___ Listed records ___

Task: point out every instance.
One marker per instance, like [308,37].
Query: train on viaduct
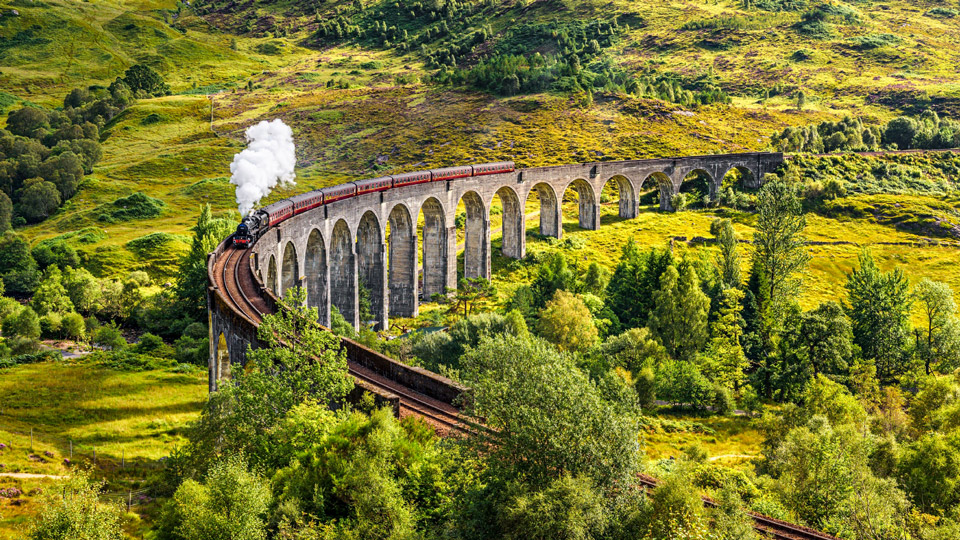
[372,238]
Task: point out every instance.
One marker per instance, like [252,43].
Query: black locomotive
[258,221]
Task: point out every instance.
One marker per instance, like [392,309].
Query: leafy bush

___

[Direction]
Reproduce every line of the records above verbatim, leaving out the pictures.

[Result of the exercise]
Task: point out every instance.
One marker per instance, like [308,37].
Query: train on viaduct
[372,238]
Task: point out every instance.
One marker per instance, like [252,43].
Query: black locomotive
[258,221]
Task: point out every instance.
One marker per instance, like [392,309].
Query: leafy bush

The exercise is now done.